◆ Exercise objective
Extract each line from the records below that contains the string "doorknob".

Data records
####

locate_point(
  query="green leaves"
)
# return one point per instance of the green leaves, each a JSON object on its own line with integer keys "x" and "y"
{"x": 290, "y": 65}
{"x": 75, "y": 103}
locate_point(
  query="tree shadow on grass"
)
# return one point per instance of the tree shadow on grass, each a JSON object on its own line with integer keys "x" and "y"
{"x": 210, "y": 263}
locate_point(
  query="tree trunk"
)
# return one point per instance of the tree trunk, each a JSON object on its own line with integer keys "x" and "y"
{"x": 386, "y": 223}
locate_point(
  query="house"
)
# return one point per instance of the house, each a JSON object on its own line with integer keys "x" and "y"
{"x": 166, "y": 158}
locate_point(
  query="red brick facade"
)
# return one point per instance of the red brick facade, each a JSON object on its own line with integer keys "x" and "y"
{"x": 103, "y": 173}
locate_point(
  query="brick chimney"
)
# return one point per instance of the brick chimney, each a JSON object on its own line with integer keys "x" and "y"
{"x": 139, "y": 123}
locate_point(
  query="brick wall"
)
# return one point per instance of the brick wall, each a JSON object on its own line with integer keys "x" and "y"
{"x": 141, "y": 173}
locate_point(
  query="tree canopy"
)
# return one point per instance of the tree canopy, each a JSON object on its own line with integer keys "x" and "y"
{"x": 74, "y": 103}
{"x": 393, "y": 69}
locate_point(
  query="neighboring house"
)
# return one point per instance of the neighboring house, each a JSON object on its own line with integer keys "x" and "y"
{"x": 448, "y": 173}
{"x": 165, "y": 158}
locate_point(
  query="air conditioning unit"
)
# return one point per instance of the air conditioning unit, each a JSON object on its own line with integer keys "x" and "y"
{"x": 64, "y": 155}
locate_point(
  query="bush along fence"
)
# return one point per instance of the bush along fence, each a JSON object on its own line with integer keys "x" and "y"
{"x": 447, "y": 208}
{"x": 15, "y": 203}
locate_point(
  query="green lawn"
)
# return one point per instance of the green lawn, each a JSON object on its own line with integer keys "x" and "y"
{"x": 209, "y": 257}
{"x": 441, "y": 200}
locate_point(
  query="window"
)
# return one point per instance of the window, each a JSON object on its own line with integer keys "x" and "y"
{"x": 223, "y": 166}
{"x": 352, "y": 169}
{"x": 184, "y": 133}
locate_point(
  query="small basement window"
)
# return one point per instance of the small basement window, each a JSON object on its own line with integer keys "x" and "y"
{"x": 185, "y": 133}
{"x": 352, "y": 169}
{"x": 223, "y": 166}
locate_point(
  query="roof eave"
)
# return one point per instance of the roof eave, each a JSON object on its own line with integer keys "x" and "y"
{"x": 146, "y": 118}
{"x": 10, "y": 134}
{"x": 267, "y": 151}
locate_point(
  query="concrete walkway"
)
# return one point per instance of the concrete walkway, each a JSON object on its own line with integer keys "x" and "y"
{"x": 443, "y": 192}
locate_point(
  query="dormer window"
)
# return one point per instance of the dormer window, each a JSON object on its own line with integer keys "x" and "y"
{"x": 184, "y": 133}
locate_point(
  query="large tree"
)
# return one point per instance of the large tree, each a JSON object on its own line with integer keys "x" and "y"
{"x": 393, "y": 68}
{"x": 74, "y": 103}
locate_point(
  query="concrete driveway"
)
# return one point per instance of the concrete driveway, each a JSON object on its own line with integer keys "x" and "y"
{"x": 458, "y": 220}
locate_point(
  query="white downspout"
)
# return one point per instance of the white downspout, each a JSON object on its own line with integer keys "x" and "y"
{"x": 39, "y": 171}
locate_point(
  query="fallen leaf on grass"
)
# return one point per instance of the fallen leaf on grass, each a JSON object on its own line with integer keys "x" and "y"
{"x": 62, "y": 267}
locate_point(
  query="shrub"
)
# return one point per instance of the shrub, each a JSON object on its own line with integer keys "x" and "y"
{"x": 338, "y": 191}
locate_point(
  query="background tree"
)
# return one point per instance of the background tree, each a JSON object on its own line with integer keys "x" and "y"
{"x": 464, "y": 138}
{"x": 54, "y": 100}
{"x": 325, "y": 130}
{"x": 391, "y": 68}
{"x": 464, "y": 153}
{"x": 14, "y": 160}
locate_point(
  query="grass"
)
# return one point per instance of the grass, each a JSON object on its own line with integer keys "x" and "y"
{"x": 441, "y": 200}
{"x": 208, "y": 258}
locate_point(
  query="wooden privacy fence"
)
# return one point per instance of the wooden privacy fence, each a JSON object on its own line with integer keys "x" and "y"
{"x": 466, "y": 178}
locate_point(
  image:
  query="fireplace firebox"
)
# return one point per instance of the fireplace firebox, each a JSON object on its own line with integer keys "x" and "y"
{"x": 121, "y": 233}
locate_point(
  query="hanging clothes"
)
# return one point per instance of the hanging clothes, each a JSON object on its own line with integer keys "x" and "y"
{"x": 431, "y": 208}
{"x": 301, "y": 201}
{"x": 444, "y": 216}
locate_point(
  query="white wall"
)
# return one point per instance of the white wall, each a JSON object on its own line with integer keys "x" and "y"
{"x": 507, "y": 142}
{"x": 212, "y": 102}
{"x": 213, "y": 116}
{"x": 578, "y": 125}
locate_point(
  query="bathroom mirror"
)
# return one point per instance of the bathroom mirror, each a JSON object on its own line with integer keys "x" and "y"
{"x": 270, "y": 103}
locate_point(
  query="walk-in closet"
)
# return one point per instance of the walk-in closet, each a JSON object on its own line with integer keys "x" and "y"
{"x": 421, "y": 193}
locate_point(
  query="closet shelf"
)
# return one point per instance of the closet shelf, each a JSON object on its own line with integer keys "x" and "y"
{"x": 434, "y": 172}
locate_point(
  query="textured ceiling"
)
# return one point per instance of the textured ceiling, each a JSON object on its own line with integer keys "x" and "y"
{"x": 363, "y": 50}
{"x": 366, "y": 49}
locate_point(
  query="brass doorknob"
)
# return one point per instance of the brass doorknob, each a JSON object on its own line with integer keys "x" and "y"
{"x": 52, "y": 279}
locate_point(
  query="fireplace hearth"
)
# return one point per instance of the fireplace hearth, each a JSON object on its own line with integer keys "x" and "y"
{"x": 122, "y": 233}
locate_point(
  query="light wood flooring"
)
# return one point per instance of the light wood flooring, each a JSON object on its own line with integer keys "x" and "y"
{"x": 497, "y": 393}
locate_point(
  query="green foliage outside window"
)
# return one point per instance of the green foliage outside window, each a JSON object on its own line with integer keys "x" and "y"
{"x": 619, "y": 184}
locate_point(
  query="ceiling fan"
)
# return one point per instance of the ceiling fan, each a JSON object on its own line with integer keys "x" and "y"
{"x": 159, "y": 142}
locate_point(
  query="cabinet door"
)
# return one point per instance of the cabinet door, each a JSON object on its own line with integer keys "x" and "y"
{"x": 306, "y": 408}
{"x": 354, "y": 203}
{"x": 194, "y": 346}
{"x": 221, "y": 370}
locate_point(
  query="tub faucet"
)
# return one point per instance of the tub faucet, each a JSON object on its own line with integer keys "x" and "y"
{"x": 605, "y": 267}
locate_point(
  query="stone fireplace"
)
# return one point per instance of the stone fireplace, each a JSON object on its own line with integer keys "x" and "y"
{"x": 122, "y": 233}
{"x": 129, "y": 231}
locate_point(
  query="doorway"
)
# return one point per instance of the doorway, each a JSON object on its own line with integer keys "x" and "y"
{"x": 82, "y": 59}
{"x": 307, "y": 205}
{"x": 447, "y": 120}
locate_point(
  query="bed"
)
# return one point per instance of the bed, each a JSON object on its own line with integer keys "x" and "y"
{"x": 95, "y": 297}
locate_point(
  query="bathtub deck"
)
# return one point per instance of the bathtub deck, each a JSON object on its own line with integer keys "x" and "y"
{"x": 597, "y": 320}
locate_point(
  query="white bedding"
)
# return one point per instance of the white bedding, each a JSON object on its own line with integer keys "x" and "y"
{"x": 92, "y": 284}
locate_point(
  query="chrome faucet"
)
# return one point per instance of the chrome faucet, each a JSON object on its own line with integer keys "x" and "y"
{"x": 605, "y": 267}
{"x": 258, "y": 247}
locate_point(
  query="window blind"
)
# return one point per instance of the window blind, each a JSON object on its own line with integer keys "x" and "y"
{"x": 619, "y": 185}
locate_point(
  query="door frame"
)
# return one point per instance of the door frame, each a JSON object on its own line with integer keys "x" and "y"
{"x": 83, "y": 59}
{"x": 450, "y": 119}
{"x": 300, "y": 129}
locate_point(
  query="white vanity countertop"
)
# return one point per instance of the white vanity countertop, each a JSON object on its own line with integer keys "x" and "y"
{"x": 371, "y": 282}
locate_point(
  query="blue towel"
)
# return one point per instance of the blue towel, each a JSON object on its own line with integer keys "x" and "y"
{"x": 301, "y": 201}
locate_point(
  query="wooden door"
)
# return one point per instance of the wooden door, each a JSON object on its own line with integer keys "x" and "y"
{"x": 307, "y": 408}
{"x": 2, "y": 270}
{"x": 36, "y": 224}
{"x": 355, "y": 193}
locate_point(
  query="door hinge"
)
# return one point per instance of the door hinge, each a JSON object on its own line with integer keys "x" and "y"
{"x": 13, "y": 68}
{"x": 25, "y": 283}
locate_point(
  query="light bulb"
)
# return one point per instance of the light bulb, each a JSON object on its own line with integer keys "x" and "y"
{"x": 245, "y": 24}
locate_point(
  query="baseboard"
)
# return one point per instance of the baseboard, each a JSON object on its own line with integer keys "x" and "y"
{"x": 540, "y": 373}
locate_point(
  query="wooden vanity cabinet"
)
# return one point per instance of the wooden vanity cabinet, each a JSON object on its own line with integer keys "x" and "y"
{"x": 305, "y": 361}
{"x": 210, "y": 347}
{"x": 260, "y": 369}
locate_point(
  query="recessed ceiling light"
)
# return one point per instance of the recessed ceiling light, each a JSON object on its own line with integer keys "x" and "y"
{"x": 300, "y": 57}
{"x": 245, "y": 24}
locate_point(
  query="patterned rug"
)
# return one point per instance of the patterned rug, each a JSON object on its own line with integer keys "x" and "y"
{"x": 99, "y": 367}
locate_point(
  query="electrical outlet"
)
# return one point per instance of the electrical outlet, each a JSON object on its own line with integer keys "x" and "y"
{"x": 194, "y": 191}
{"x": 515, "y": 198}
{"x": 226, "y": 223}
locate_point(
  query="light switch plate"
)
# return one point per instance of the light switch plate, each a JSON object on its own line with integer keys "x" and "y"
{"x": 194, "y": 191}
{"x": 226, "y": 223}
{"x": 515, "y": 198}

####

◆ Task solution
  query="brass doorknob"
# return one point per instance of the brass doorknob, each a JSON object on its own line with integer keys "x" and "y"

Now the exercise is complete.